=== Problem description ===
Copy the items below, substituting "receives one point" for every occurrence of "gets a single marker" and changing nothing else.

=== Input ===
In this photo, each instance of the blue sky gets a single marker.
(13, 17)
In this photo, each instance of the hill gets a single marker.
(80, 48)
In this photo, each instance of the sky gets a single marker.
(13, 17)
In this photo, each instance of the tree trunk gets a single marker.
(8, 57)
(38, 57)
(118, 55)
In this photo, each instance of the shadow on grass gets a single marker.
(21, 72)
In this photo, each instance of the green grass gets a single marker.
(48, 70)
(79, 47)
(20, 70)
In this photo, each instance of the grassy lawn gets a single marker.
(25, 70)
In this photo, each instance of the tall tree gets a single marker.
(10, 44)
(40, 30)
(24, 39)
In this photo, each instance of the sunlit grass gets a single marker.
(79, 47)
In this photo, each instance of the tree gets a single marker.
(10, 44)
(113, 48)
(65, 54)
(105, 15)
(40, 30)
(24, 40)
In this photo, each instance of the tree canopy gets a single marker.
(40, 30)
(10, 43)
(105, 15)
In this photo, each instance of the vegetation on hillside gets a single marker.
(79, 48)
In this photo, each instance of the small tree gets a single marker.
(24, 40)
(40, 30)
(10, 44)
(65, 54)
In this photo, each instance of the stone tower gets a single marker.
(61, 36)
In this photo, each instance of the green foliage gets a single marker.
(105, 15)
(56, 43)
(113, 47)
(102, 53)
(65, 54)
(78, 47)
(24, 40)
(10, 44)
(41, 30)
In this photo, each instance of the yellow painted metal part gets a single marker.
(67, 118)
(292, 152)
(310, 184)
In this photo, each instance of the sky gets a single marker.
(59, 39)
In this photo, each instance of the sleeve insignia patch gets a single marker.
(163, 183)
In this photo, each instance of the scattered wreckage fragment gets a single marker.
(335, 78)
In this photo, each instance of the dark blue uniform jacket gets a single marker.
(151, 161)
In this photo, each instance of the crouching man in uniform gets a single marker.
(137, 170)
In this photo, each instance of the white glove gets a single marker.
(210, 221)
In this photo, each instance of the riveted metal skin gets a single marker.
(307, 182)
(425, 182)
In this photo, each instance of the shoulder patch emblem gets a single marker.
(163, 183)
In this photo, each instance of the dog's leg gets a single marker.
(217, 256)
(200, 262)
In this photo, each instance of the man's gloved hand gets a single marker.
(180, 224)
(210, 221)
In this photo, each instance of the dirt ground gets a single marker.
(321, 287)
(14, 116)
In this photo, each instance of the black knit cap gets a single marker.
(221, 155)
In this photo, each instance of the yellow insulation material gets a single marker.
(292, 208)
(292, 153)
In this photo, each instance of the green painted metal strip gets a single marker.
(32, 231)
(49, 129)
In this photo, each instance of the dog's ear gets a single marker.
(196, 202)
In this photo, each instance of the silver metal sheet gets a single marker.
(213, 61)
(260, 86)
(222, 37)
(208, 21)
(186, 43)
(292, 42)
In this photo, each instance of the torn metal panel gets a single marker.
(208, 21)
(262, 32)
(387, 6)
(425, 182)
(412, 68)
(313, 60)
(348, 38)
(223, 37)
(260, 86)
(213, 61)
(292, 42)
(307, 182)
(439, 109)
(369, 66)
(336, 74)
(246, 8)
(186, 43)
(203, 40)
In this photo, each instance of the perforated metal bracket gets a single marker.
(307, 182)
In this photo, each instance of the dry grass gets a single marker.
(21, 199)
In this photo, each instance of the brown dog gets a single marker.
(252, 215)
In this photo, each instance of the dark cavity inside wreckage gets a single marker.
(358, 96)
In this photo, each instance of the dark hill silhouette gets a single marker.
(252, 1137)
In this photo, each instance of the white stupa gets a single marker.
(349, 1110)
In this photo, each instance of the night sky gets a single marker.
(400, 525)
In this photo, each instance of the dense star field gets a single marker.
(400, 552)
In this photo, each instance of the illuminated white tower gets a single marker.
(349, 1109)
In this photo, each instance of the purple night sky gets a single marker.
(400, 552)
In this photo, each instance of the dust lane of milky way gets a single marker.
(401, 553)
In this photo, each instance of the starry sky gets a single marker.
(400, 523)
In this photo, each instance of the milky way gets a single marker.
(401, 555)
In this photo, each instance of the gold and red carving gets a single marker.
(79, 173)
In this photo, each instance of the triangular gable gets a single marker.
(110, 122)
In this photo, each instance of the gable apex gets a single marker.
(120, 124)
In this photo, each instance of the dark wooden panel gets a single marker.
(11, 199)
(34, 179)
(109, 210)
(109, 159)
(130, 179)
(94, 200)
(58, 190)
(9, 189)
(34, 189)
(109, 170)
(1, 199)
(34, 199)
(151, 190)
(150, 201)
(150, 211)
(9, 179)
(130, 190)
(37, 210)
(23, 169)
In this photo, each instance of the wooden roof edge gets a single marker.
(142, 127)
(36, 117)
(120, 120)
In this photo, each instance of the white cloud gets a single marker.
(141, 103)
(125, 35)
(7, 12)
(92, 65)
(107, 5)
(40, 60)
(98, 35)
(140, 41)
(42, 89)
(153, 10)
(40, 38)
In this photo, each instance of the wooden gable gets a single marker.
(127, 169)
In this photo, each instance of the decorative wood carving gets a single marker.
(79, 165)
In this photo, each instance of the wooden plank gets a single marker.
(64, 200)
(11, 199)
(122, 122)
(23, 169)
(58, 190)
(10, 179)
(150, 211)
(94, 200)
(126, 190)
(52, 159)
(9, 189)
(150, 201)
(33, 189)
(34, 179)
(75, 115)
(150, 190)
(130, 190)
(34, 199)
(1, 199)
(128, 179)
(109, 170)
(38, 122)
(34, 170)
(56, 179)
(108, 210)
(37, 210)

=== Output for this exercise ===
In this photo, each instance of the blue sky receives one point.
(13, 17)
In this photo, each instance of the hill receives one point.
(80, 48)
In this photo, each instance of the sky receives one point.
(13, 17)
In this photo, each instance of the tree trunk receives one point.
(8, 57)
(38, 57)
(118, 55)
In this photo, each instance of the shadow on grass receives one point.
(21, 72)
In this photo, each instance of the green grass receives one point.
(48, 70)
(79, 47)
(20, 70)
In this photo, each instance of the grassy lawn receives one point.
(25, 70)
In this photo, each instance of the tall tree receives one point.
(10, 44)
(40, 30)
(24, 39)
In this photo, each instance of the sunlit grass receives one point.
(79, 47)
In this photo, each instance of the tree receives one point.
(10, 44)
(113, 48)
(65, 54)
(105, 15)
(40, 30)
(24, 40)
In this photo, each instance of the tree canopy receives one point.
(40, 30)
(10, 43)
(105, 15)
In this photo, each instance of the vegetation on hillside receives one point.
(79, 48)
In this photo, each instance of the small tree receives one point.
(24, 40)
(40, 30)
(10, 44)
(65, 54)
In this photo, each instance of the stone tower receives one point.
(61, 36)
In this photo, each instance of the green foliage receives one point.
(105, 15)
(56, 43)
(113, 47)
(102, 53)
(65, 54)
(78, 47)
(24, 40)
(10, 44)
(41, 30)
In this photo, each instance of the yellow painted metal part receives one point.
(67, 118)
(292, 152)
(310, 184)
In this photo, each instance of the sky receives one point.
(59, 39)
In this photo, each instance of the sleeve insignia patch receives one point.
(163, 183)
In this photo, each instance of the scattered wreckage fragment receives one point.
(335, 78)
In this photo, each instance of the dark blue uniform jacket receives one point.
(151, 161)
In this photo, each instance of the crouching man in uniform receives one point.
(137, 170)
In this photo, each instance of the white glove receives one point.
(210, 221)
In this photo, each instance of the riveted metal skin receives one point.
(307, 182)
(425, 182)
In this photo, each instance of the shoulder patch emblem receives one point.
(163, 183)
In this photo, each instance of the dog's leg receives one point.
(217, 256)
(200, 262)
In this photo, each instance of the man's gloved hand receives one point.
(180, 224)
(210, 221)
In this photo, each instance of the dirt ground receives one point.
(321, 287)
(14, 116)
In this photo, each instance of the black knit cap receives one point.
(221, 155)
In this photo, each instance of the yellow insulation material receives one point.
(292, 208)
(292, 153)
In this photo, each instance of the green painted metal strip receives one point.
(32, 231)
(49, 129)
In this photo, each instance of the dog's ear receives one point.
(196, 202)
In this photo, each instance of the silver metal sheet receives one point.
(213, 61)
(260, 86)
(222, 37)
(208, 21)
(186, 43)
(292, 42)
In this photo, each instance of the torn metal panel receives one point.
(208, 21)
(262, 32)
(387, 6)
(425, 182)
(412, 68)
(313, 60)
(348, 38)
(223, 37)
(260, 86)
(213, 61)
(292, 42)
(307, 182)
(439, 109)
(369, 66)
(336, 74)
(246, 8)
(186, 43)
(203, 40)
In this photo, each instance of the perforated metal bracket receives one point.
(307, 182)
In this photo, each instance of the dry grass receives one point.
(21, 199)
In this photo, each instance of the brown dog receives one point.
(252, 215)
In this photo, each instance of the dark cavity inside wreckage receives one point.
(358, 96)
In this photo, each instance of the dark hill silhouette receives one point.
(252, 1137)
In this photo, each instance of the white stupa receives one point.
(349, 1110)
In this photo, each instance of the night sky receives one point.
(400, 525)
In this photo, each instance of the dense star field receives one point.
(400, 552)
In this photo, each instance of the illuminated white tower receives one point.
(349, 1109)
In this photo, each instance of the purple night sky receives one point.
(400, 552)
In this photo, each instance of the dust lane of milky way receives one point.
(401, 553)
In this photo, each instance of the starry sky receives one point.
(400, 523)
In this photo, each instance of the milky way receives one point.
(401, 555)
In this photo, each instance of the gold and red carving receives one point.
(79, 173)
In this photo, each instance of the triangular gable receives one point.
(110, 122)
In this photo, each instance of the gable apex receives one point.
(120, 124)
In this photo, each instance of the dark wooden panel receives one point.
(11, 199)
(34, 179)
(109, 210)
(109, 159)
(130, 179)
(94, 200)
(58, 190)
(9, 189)
(34, 189)
(109, 170)
(1, 199)
(34, 199)
(151, 190)
(150, 201)
(150, 211)
(9, 179)
(130, 190)
(37, 210)
(23, 169)
In this photo, each instance of the wooden roof edge receives one point.
(142, 127)
(36, 117)
(120, 120)
In this photo, each instance of the white cloud receives one point.
(141, 103)
(125, 35)
(7, 12)
(92, 65)
(107, 5)
(40, 60)
(98, 35)
(140, 41)
(42, 89)
(153, 10)
(40, 38)
In this photo, each instance of the wooden gable receives one point.
(127, 169)
In this photo, each instance of the decorative wood carving receives one point.
(79, 165)
In this photo, each instance of the wooden plank receives one point.
(64, 200)
(11, 199)
(122, 122)
(23, 169)
(58, 190)
(10, 179)
(150, 211)
(94, 200)
(126, 190)
(52, 159)
(9, 189)
(150, 201)
(33, 189)
(34, 179)
(75, 115)
(150, 190)
(130, 190)
(34, 199)
(1, 199)
(128, 179)
(109, 170)
(38, 122)
(34, 170)
(56, 179)
(108, 210)
(37, 210)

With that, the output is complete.